• _TEXT PROVIDED_
++++++++

There is described in U.S. Pat. No. 4,609,516 to Krishnakumar et al. a method for forming multilayer preforms in a single injection mold cavity. In that method, successive injections of different thermoplastic materials are made into the bottom of the mold cavity. The materials flow upwardly to fill the cavity and form for example a five-layer structure across the sidewall. This five-layer structure can be made with either two materials (i.e., the first and third injected materials are the same) or three materials (i.e., the first and third injected materials are different). Both structures are in widespread commercial use for beverage and other food containers.
An example of a two-material, five-layer (2M, 5L) structure has inner, outer and core layers of virgin polyethylene terephthalate (PET), and intermediate barrier layers of ethylene vinyl alcohol (EVOH). An example of a three-material, five-layer (3M, 5L) structure has inner and outer layers of virgin PET, intermediate barrier layers of EVOH, and a core layer of recycled or post-consumer polyethylene terephthalate (PC-PET). Two reasons for the commercial success of these containers are that: (1) the amount of relatively expensive barrier material (e.g., EVOH) can be minimized by providing very thin intermediate layers; and (2) the container resists delamination of the layers without the use of adhesives to bond the dissimilar materials. Also, by utilizing PC-PET in the core layer, the cost of each container can be reduced without a significant change in performance.

++++++++

• _APPLY WHAT YOU READ_
• 1. Name every material that the passage on multilayer preforms gives an abbreviation for, with each abbreviation.
• 2. In the passage on multilayer preforms, where in the mold cavity are the successive injections made?
• 3. Continue the passage on multilayer container preforms from its last sentence.

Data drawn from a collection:
++++++++

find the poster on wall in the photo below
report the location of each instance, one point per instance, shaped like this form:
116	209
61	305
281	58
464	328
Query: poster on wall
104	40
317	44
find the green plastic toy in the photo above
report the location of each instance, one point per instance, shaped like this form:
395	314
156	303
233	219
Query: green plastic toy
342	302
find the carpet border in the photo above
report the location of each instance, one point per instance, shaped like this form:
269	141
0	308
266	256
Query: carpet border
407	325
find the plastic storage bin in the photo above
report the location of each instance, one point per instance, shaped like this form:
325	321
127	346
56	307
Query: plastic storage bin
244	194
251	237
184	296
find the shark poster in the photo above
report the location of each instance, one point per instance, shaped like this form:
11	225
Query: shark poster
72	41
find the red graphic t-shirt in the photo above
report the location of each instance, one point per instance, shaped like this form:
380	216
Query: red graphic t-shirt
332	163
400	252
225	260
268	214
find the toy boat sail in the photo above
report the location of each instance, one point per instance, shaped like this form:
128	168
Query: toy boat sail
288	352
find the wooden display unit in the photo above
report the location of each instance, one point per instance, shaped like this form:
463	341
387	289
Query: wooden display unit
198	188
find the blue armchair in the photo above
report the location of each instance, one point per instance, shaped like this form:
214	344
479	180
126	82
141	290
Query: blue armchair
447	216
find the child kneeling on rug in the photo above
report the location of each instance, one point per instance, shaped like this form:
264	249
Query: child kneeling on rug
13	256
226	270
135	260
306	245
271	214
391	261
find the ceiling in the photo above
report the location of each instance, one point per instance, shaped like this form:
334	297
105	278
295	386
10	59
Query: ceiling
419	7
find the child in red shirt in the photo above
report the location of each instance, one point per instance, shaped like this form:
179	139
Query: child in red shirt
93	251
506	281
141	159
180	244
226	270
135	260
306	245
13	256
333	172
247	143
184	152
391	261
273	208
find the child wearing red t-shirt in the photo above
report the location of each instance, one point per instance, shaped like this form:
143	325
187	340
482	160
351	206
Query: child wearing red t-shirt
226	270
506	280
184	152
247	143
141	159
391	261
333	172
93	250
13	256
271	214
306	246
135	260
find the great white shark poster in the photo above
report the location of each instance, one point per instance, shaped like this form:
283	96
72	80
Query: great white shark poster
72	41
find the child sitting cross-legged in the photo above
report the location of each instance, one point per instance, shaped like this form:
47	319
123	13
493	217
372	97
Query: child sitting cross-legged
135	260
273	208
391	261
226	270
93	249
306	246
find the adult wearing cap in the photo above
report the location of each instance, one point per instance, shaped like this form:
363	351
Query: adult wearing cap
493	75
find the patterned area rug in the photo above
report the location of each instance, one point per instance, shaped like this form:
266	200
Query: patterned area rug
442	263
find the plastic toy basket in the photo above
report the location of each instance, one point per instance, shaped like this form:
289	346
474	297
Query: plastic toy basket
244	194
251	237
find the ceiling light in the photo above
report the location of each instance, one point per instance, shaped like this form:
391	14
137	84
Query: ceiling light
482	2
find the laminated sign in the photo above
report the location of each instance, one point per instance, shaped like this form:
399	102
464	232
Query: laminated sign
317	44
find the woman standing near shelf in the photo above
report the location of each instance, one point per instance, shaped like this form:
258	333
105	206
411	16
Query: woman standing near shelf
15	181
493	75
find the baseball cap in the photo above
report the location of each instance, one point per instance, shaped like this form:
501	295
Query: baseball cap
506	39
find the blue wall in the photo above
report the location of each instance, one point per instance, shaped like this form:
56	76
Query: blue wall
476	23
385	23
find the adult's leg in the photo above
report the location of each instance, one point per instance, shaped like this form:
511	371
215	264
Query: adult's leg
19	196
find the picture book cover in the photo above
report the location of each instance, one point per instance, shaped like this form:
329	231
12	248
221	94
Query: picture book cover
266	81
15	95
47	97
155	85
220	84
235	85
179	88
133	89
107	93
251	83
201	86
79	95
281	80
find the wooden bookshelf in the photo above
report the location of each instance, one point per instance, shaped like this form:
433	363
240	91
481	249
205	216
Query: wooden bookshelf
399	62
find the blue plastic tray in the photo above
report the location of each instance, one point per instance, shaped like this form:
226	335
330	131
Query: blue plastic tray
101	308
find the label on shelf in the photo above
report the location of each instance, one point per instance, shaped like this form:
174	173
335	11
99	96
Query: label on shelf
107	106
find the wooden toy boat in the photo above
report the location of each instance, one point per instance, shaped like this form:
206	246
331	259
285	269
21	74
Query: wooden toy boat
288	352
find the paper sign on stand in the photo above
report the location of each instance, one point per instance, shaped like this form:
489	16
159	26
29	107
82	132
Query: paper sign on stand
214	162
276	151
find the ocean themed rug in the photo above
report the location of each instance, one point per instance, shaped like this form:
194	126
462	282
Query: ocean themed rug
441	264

++++++++

• _RESPONSES_
• 1.
- Polyethylene terephthalate (PET)
- Ethylene vinyl alcohol (EVOH)
- Recycled or post-consumer polyethylene terephthalate (PC-PET)

• 2. They are made into the bottom of the mold cavity.

• 3.
Although the above five-layer, and other three-layer (see for example U.S. Pat. No. 4,923,723) structures work well for a variety of containers, as additional high-performance and expensive materials become available there is an on-going need for processes which enable close control over the amount of materials used in a given container structure. For example, polyethylene naphthalate (PEN) is a desirable polyester for use in blow-molded containers. PEN has an oxygen barrier capability about five times that of PET, and a higher heat stability temperature—about 250° F. (120° C.) for PEN, compared to about 175° F. (80° C.) for PET. These properties make PEN useful for the storage of oxygen-sensitive products (e.g., food, cosmetics, and pharmaceuticals), and/or for use in containers subject to high temperatures (e.g., refill or hot-fill containers). However, PEN is substantially more expensive than PET and has different processing requirements: Thus, at present the commercial use of PEN is limited.
Another high-temperature application is pasteurization—a pasteurizable container is filled and sealed at room temperature, and then exposed to an elevated temperature bath for about ten minutes or longer. The pasteurization process initially imposes high temperatures and positive internal pressures, followed by a cooling process which creates a vacuum in the container. Throughout these procedures, the sealed container must resist deformation so as to remain acceptable in appearance, within a designated volume tolerance, and without leakage. In particular, the threaded neck finish must resist deformation which would prevent a complete seal.
A number of methods have been proposed for strengthening the neck finish. One approach is to add an additional manufacturing step whereby the neck finish, of the preform or container, is exposed to a heating element and thermally crystallized. However, this creates several problems. During crystallization, the polymer density increases, which produces a volume decrease; therefore, in order to obtain a desired neck finish dimension, the as-molded dimension must be larger than the final (crystallized) dimension. It is thus difficult to achieve close dimensional tolerances and, in general, the variability of the critical neck finish dimensions after crystallization are approximately twice that prior to crystallization. Another detriment is the increased cost of the additional processing step, as it requires both time and the application of energy (heat). The cost of producing a container is very important because of competitive pressures and is tightly controlled.
An alternative method of strengthening the neck finish is to crystallize select portions thereof, such as the top sealing surface and flange. Again, this requires an additional heating step. Another alternative is to use a high Tg material in one or more layers of the neck finish. This also involves more complex injection molding procedures and apparatus.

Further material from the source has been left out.